WHAT YOU NEED TO DO
Copy the records word for word from their first line through the line containing "[43,16,248,237]", including that line.

DATASET

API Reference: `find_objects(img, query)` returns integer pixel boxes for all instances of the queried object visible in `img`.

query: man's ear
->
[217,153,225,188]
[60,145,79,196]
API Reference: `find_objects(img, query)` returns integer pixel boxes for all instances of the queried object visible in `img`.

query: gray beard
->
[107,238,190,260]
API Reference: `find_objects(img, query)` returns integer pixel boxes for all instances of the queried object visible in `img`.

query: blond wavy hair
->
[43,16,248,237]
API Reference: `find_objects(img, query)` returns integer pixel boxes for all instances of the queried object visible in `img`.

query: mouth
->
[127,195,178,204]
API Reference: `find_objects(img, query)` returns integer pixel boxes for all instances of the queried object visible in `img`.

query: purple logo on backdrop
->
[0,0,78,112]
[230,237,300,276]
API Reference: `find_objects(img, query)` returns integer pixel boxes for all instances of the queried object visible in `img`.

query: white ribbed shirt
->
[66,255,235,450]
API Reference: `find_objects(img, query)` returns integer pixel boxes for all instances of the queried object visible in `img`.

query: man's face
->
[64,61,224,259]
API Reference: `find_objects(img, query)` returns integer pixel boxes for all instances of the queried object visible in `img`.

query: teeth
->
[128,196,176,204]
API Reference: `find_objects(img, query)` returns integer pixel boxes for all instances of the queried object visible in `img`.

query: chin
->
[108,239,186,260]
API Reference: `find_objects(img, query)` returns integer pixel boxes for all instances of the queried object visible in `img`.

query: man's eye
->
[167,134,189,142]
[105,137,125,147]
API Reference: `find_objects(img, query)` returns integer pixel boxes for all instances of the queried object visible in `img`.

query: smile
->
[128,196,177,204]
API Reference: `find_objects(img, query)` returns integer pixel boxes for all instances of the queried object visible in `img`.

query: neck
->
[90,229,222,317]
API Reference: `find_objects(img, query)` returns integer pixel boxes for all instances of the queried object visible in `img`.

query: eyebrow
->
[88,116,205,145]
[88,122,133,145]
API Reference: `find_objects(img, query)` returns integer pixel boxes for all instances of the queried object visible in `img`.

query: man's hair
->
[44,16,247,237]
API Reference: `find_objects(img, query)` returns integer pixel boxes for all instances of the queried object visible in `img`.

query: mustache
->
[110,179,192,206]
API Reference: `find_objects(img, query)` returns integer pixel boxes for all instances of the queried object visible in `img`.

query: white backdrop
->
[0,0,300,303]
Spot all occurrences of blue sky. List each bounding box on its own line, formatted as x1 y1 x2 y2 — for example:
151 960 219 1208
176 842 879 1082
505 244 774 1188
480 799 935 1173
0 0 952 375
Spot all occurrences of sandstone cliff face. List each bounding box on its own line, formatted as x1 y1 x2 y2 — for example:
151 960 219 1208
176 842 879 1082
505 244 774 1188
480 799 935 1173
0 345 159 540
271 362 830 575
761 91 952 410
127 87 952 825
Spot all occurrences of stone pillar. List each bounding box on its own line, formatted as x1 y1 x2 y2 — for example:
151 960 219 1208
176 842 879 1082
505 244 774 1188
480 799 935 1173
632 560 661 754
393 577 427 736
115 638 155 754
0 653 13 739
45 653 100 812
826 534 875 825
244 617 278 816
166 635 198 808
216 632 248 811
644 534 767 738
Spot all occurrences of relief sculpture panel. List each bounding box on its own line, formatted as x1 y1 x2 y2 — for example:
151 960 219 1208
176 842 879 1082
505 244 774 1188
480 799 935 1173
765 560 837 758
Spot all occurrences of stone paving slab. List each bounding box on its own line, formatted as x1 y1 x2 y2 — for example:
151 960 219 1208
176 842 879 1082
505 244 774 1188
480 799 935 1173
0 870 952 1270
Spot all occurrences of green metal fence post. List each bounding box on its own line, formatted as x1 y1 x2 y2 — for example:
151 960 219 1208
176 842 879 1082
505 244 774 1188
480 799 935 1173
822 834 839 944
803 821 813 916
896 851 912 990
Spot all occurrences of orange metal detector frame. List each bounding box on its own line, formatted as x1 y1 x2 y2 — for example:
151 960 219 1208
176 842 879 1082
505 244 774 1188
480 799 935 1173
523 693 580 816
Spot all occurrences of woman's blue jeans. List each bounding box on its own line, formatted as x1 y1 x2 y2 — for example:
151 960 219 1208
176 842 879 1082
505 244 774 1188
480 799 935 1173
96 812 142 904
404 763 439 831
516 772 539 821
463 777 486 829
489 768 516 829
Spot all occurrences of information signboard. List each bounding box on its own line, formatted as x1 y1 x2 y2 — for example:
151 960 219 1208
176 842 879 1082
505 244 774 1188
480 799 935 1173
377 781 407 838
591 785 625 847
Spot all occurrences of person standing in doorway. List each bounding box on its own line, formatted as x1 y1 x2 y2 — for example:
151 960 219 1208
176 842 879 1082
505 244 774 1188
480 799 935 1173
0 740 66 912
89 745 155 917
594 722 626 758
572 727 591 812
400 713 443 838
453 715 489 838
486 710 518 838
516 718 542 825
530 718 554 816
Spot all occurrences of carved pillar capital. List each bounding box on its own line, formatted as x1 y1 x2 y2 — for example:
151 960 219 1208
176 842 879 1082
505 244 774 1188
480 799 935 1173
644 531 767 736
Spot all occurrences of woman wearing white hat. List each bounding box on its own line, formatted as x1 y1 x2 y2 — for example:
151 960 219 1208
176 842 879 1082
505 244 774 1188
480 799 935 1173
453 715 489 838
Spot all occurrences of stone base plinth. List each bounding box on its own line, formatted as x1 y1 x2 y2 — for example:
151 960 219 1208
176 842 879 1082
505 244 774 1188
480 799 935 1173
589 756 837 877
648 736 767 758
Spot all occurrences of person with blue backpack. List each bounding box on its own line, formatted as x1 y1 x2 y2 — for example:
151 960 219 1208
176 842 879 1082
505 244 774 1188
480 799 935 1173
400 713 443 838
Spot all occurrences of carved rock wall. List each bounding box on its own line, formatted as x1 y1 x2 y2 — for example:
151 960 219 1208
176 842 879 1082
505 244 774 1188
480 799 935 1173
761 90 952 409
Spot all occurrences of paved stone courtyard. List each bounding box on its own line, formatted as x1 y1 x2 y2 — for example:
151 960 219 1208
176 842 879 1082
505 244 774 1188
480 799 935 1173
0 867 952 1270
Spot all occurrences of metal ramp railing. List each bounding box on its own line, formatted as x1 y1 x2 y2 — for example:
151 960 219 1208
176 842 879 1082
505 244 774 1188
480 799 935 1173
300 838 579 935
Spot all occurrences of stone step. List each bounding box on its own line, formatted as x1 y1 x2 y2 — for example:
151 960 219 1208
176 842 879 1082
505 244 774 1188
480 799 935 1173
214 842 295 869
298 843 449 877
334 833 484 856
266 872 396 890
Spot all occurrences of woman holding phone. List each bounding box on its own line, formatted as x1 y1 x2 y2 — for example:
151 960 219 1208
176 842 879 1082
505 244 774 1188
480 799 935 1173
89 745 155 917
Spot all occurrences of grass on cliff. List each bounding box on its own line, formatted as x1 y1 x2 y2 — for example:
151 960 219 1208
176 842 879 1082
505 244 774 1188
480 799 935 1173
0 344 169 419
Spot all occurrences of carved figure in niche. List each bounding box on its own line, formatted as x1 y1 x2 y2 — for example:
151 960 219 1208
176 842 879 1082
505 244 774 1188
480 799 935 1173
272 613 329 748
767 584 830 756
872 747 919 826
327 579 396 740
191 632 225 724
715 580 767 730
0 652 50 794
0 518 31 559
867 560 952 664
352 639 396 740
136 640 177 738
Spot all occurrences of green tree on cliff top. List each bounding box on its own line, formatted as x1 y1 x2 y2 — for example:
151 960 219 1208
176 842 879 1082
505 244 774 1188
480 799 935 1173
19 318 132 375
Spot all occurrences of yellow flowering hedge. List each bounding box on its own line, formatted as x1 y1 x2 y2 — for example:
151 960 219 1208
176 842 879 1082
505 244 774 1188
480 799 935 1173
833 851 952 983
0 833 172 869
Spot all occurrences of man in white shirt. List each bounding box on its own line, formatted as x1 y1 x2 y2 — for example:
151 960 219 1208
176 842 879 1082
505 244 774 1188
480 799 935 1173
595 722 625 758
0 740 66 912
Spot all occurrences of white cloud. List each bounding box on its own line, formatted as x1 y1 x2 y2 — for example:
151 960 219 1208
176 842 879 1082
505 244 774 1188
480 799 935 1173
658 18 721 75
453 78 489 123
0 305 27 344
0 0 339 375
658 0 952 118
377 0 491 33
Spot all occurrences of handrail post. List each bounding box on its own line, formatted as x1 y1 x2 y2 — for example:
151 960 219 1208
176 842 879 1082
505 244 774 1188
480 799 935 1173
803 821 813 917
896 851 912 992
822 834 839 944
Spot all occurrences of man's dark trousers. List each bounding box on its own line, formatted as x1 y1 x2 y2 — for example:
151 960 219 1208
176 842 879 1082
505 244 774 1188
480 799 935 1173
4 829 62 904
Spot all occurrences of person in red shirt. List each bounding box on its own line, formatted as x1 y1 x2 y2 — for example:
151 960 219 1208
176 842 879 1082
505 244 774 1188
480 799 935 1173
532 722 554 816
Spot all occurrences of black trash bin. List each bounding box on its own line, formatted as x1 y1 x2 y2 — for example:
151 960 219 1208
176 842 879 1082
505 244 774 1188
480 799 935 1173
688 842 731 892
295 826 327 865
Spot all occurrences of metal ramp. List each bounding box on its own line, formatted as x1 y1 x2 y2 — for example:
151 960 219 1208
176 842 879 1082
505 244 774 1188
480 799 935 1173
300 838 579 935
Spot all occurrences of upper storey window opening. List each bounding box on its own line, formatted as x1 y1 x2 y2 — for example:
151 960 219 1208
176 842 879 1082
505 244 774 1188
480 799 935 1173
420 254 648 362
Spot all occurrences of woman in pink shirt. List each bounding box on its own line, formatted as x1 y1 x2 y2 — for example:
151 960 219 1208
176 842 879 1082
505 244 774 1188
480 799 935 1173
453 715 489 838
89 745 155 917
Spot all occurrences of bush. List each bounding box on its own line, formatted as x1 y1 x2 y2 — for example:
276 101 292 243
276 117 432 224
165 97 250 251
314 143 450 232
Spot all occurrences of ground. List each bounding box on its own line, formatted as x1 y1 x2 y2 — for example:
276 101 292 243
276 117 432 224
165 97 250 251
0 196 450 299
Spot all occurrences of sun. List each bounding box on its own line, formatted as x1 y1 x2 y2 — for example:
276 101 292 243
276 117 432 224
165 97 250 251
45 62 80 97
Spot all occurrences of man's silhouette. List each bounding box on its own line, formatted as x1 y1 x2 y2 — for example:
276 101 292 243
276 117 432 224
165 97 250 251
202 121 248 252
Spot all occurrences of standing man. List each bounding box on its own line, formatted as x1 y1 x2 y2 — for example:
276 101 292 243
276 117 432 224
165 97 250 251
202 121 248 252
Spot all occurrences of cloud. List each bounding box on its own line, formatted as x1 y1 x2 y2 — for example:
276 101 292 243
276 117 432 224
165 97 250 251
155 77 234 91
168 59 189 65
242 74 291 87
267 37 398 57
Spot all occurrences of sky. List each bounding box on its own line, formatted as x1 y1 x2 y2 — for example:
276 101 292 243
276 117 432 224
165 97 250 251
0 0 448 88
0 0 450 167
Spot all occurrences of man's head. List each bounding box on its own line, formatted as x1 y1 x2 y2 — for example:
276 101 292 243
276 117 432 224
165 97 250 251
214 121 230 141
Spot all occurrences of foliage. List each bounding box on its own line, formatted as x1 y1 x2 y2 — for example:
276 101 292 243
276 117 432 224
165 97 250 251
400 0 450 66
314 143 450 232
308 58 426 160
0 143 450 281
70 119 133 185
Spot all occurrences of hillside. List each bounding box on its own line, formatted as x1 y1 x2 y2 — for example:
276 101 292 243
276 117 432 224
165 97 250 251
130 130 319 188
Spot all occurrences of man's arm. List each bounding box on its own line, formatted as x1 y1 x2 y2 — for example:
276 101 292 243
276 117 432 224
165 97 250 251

EXPECTED ANSWER
API Reference: `find_objects(img, query)` returns integer pixel boxes for all instances of the queried object visible in `img`.

query: man's ear
->
[217,153,225,188]
[60,145,79,196]
API Reference: `find_objects(img, query)` returns integer pixel boxes for all instances of the queried object visible in `img`.

query: gray beard
->
[107,238,190,260]
API Reference: `find_objects(img, query)` returns integer pixel boxes for all instances of the queried object visible in `img`.

query: blond wavy hair
->
[43,16,248,237]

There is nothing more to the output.